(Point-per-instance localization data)
[Start of section]

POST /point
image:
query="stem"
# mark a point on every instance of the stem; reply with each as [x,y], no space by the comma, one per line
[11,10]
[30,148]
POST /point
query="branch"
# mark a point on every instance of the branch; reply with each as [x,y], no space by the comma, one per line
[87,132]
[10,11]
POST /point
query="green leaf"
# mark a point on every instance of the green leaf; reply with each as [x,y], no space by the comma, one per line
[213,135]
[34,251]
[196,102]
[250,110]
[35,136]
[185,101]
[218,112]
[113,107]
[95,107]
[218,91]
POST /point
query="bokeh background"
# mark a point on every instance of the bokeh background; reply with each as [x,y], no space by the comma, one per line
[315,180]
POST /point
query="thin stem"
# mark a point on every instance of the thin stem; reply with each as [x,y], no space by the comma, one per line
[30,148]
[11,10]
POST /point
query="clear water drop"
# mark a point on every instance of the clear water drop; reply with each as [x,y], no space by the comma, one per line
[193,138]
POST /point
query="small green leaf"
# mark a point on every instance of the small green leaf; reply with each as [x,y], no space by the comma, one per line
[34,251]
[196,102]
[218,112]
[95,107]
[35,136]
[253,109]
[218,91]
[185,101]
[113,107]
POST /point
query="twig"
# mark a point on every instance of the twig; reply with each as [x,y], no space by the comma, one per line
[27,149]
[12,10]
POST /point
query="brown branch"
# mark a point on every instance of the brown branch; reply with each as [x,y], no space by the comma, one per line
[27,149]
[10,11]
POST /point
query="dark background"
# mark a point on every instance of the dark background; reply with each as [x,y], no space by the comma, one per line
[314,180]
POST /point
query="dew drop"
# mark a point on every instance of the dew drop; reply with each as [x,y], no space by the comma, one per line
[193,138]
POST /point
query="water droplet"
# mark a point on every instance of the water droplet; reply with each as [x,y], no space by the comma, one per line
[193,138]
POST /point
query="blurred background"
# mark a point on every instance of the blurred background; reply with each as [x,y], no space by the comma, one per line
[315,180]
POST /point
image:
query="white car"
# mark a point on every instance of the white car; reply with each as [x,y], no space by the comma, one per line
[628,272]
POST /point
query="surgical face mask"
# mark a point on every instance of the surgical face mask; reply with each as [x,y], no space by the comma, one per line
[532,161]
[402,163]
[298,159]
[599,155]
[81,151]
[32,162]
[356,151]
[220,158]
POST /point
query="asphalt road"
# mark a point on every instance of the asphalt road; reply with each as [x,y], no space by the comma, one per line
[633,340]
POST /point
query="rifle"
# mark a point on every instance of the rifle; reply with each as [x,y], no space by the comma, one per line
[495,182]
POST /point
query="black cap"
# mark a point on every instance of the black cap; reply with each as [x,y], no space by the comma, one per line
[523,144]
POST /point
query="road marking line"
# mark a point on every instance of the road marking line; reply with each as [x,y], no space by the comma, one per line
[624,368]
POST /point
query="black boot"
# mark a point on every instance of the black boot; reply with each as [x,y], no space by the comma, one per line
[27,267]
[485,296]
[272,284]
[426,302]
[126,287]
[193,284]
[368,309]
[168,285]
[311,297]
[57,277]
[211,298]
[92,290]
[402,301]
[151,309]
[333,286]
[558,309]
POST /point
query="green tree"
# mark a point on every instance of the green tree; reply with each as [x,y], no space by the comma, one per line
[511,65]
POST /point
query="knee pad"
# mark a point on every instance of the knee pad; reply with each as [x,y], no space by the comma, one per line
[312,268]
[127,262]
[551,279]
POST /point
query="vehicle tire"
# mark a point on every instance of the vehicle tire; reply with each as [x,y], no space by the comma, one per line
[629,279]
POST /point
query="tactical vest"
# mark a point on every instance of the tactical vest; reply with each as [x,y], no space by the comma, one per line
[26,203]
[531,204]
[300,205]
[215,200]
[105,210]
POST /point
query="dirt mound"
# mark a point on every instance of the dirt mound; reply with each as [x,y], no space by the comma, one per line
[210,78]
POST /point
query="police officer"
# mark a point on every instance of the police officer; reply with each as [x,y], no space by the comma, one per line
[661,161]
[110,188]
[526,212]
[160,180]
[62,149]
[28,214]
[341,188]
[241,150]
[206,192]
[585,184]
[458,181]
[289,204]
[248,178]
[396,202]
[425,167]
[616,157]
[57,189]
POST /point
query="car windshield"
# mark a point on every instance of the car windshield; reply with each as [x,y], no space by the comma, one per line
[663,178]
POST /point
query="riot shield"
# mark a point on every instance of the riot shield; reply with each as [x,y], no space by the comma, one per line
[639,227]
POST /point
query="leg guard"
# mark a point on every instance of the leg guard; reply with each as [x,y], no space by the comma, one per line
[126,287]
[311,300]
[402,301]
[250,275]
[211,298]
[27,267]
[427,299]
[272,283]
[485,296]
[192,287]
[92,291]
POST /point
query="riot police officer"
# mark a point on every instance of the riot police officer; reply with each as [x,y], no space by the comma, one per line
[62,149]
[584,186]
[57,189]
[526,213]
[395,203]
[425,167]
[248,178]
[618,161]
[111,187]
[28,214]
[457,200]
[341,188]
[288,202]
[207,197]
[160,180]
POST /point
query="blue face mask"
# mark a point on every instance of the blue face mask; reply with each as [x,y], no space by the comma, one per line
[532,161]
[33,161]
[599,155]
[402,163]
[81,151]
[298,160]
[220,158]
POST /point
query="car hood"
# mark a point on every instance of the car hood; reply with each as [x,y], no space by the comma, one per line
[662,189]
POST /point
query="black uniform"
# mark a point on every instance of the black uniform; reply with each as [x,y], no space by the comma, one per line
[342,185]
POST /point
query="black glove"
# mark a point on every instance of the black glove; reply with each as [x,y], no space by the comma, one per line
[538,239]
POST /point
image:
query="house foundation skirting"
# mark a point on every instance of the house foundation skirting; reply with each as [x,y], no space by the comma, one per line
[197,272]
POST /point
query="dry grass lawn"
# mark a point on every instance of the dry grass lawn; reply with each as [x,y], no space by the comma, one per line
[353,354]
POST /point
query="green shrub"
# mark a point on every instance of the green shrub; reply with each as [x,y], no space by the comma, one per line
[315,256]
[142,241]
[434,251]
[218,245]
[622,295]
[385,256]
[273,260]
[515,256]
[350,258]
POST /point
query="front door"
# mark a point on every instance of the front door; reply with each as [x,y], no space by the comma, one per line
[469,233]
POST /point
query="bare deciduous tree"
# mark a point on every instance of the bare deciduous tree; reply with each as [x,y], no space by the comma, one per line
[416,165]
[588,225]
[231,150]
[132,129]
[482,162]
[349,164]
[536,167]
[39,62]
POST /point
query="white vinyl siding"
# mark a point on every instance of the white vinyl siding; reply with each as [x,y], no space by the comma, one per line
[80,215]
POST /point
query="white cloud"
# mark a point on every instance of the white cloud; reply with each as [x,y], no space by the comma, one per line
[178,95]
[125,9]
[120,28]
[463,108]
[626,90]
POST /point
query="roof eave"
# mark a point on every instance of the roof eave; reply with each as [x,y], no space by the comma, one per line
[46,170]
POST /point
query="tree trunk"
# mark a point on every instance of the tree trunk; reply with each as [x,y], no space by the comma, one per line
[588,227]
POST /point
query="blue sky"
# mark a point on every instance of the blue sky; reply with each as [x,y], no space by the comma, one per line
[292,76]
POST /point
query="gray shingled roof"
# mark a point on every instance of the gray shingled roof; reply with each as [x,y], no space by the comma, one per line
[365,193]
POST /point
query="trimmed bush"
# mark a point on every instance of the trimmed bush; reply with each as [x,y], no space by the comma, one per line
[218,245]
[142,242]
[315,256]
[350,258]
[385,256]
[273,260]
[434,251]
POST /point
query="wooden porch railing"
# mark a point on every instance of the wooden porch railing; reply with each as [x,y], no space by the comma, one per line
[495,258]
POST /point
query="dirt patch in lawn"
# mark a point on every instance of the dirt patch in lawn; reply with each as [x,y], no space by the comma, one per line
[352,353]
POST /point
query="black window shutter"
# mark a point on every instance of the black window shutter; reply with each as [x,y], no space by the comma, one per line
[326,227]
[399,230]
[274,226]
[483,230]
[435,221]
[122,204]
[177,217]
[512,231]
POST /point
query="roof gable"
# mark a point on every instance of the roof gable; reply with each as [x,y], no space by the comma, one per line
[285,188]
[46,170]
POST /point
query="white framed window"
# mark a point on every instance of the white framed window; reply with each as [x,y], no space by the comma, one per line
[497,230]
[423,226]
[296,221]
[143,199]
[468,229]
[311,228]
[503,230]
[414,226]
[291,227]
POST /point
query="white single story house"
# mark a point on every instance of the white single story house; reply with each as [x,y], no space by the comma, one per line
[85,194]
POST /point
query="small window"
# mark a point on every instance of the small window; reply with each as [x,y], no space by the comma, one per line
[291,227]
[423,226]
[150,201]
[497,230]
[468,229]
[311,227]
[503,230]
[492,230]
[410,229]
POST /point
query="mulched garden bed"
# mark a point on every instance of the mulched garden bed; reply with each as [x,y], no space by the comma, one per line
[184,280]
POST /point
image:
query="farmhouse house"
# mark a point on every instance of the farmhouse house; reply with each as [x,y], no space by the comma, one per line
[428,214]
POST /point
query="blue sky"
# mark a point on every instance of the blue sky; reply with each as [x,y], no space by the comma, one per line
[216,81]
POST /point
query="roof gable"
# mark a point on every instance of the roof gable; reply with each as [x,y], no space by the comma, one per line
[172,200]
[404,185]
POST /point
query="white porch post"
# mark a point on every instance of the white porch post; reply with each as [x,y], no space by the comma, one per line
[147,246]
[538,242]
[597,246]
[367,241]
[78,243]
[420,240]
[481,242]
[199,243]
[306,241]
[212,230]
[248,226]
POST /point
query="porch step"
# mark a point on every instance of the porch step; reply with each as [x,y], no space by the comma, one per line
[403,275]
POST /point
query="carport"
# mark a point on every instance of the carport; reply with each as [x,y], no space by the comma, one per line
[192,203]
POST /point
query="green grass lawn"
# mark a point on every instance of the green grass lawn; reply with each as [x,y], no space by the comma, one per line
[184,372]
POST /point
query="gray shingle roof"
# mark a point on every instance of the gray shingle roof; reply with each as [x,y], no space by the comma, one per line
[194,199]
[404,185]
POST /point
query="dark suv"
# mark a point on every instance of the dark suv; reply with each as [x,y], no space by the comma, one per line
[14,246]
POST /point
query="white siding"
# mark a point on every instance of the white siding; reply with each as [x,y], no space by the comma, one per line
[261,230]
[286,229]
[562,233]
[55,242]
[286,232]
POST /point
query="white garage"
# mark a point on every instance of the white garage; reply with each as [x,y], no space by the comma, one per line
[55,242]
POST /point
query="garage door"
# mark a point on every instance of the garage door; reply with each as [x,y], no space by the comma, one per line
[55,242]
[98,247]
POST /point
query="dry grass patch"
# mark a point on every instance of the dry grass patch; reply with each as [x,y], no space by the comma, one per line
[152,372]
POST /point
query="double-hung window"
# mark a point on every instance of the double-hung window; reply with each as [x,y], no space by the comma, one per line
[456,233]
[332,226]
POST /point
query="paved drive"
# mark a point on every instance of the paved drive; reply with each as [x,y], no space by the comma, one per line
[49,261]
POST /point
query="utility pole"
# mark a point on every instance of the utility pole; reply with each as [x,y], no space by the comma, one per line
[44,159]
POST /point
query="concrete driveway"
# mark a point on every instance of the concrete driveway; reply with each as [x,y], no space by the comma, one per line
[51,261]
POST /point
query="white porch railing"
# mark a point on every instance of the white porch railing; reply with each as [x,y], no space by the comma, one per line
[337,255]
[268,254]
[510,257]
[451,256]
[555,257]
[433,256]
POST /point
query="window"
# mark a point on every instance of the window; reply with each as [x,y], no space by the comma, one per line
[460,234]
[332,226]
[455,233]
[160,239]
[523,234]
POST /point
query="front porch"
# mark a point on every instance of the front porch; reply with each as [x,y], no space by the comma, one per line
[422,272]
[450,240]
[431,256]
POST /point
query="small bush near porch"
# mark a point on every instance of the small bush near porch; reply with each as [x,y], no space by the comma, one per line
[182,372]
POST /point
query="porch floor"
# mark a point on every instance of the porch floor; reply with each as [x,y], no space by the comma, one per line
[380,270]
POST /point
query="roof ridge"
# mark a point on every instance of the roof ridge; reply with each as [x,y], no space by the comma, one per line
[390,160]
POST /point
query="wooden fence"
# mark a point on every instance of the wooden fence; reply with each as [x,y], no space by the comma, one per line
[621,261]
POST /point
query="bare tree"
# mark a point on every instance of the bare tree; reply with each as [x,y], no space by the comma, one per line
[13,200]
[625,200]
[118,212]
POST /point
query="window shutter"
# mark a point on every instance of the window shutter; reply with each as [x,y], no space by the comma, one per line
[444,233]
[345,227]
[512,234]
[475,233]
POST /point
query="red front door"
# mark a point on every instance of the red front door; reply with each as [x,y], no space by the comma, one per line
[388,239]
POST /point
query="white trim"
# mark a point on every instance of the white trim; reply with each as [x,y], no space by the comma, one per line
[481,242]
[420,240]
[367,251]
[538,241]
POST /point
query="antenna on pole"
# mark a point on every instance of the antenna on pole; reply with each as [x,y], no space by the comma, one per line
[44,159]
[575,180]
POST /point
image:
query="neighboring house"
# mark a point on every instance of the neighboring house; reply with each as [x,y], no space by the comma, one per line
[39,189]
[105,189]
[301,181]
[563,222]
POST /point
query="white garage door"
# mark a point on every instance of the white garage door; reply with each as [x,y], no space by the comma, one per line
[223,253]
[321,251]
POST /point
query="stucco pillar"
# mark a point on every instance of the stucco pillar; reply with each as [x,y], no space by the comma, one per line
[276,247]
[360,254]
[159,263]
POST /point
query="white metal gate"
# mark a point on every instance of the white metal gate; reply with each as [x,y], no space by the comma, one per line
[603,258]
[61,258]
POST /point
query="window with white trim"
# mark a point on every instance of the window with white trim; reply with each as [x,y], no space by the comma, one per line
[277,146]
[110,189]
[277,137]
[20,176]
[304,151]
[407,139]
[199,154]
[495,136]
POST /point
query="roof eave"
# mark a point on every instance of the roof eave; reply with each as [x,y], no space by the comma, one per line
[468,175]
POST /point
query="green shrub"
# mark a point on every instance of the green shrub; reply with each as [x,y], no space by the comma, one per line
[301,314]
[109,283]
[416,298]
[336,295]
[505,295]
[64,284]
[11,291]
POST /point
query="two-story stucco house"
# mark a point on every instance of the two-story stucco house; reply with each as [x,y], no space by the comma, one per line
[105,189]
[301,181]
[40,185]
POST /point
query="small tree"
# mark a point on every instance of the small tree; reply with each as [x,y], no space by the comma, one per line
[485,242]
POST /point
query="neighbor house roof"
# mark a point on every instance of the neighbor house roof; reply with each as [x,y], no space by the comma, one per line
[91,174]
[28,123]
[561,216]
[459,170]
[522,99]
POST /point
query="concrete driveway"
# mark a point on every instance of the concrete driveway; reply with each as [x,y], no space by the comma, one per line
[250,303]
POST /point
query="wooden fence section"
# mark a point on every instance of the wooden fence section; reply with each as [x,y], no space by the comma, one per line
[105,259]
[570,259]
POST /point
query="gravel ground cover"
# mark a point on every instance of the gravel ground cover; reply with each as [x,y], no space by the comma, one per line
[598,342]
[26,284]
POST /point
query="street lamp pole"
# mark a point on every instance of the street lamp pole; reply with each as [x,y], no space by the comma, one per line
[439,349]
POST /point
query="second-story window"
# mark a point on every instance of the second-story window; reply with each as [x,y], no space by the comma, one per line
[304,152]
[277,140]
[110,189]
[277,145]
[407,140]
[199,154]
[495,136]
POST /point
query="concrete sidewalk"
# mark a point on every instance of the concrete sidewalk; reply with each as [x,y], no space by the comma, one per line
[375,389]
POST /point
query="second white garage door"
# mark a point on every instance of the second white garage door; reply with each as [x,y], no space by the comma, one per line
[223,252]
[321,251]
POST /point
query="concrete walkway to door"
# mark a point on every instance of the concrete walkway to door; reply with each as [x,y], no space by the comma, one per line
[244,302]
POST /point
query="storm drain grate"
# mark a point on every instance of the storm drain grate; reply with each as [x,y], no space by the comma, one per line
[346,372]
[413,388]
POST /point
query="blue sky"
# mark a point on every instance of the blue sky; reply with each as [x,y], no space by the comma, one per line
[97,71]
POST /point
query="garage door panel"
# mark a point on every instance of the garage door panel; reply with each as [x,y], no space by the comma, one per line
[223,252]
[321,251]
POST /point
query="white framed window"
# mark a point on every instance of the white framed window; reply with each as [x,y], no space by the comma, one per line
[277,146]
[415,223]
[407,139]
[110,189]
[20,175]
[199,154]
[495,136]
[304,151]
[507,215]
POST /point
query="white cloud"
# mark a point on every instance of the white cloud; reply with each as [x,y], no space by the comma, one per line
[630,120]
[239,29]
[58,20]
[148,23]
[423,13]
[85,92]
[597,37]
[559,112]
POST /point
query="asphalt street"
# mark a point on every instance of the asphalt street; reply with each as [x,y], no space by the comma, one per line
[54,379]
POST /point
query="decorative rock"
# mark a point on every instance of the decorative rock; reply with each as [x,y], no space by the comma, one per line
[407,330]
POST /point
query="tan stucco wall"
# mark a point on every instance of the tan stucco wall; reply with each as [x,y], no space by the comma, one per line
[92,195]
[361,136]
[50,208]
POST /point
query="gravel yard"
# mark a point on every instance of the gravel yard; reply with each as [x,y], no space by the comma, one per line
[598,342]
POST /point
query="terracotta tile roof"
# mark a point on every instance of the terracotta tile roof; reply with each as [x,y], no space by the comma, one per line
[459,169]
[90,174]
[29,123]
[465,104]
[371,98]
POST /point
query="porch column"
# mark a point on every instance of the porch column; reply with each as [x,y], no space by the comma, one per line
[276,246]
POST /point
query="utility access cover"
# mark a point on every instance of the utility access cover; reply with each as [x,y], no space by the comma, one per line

[End of section]

What to work on: Within the records, on how many lines does the word "access" appear? Provide the number alone.

Solution to this task: 2